PROBLEMS AND TASKS:
**A)** In the passage on the Judicial Code, which word does section 28 use in place of "Circuit" when it adopts the language of the act of 1875?
**B)** Reproduce the Judicial Code passage from "Abolishing the Circuit" to "the proper district.".

EXCERPTED PASSAGE:
• • •
Abolishing the Circuit Court, the Judicial Code (section 28) adopts the language of the act of 1875 just quoted, except that the word “District” is used instead of the word “Circuit.” It is clear, then, if it sufficiently appears from the pleadings that the controversy before the court arises under the Constitution and laws of the United States, by section 24 of the Judicial Code, the District Court would have original jurisdiction had the suit been brought therein. If such is found to be the case, then by virtue of the Judicial Code (section 28), when brought in the state court, it is removable to the District Court of the United States for the proper district.
• • •
DATA:
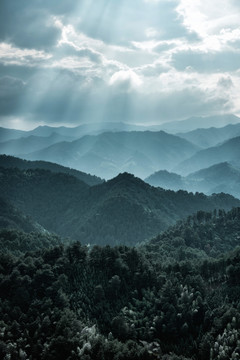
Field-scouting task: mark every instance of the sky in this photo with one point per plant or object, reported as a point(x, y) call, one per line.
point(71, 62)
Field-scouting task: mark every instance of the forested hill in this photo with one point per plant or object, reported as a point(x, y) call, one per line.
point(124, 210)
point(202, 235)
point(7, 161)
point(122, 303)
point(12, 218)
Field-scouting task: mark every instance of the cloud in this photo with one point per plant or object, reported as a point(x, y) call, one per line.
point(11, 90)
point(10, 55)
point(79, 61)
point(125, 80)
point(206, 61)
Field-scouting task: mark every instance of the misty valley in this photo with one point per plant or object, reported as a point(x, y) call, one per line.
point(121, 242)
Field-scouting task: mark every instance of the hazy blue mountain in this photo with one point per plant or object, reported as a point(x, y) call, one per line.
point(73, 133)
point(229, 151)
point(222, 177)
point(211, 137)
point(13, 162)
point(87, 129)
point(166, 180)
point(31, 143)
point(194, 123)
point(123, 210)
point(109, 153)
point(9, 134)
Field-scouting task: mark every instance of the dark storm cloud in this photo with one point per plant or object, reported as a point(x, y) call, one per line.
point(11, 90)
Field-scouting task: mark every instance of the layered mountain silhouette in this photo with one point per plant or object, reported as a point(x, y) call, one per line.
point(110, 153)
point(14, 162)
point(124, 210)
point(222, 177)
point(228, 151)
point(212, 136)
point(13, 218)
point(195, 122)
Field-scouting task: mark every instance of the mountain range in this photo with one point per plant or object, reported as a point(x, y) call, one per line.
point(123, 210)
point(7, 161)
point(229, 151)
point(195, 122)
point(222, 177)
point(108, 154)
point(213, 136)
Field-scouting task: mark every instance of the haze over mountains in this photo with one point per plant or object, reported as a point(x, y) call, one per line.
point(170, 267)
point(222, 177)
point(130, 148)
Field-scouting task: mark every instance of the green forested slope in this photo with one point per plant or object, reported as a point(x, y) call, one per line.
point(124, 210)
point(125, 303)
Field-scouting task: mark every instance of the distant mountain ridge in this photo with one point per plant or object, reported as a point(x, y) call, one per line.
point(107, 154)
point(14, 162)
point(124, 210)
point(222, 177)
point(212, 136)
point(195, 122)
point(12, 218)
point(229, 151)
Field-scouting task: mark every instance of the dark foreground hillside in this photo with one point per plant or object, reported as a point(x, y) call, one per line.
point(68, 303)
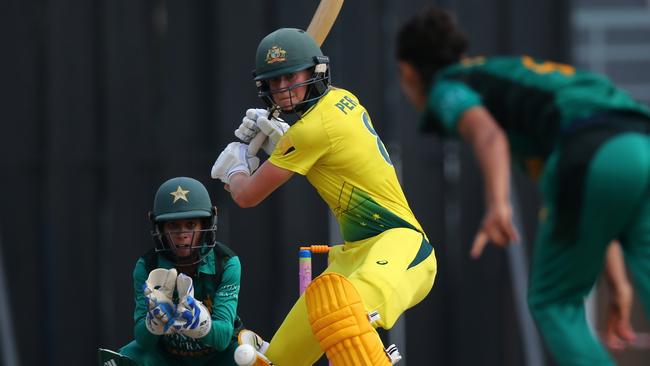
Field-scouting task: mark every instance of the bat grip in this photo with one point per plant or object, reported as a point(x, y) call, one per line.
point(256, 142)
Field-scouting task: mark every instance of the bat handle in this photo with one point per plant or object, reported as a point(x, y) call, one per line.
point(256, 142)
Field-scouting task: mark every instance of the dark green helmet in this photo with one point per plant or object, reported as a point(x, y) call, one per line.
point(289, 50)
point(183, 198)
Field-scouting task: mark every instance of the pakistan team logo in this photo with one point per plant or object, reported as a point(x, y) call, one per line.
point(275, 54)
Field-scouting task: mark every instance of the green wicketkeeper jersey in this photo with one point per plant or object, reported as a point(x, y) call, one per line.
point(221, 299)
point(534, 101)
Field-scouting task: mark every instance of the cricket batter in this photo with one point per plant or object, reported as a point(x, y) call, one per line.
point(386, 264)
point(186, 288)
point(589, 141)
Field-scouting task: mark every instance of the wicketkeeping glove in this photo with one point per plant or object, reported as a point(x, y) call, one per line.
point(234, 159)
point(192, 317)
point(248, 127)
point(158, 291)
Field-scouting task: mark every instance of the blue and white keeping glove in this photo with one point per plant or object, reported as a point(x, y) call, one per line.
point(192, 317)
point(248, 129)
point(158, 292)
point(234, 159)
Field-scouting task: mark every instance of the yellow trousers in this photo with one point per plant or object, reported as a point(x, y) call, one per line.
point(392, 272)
• • •
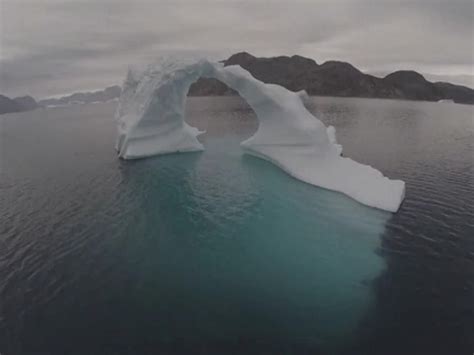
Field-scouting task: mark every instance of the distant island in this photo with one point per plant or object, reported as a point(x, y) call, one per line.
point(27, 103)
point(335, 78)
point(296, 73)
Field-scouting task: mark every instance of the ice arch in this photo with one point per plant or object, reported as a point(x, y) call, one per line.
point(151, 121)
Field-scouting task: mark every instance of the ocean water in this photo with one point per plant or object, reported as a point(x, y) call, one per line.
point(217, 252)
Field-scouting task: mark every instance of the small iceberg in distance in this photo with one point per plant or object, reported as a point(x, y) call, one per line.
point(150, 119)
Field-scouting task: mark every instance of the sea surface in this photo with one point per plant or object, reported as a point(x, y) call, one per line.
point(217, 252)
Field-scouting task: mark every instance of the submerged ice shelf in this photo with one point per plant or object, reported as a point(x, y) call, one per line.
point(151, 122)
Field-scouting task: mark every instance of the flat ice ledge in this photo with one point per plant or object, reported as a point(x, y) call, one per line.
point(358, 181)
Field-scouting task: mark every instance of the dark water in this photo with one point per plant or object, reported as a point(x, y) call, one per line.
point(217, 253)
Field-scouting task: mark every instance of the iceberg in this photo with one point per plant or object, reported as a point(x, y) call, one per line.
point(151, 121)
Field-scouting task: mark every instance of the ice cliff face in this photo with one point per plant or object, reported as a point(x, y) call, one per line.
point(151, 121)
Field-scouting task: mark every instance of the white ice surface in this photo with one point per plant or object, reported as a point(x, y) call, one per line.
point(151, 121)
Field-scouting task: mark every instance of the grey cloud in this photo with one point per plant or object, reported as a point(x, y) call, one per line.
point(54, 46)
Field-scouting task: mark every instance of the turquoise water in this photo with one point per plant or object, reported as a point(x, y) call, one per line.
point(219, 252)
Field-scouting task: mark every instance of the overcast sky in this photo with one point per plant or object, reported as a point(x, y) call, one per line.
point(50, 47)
• • •
RESPONSES BY TASK:
**A)** It uses the word "District."

**B)**
Abolishing the Circuit Court, the Judicial Code (section 28) adopts the language of the act of 1875 just quoted, except that the word “District” is used instead of the word “Circuit.” It is clear, then, if it sufficiently appears from the pleadings that the controversy before the court arises under the Constitution and laws of the United States, by section 24 of the Judicial Code, the District Court would have original jurisdiction had the suit been brought therein. If such is found to be the case, then by virtue of the Judicial Code (section 28), when brought in the state court, it is removable to the District Court of the United States for the proper district.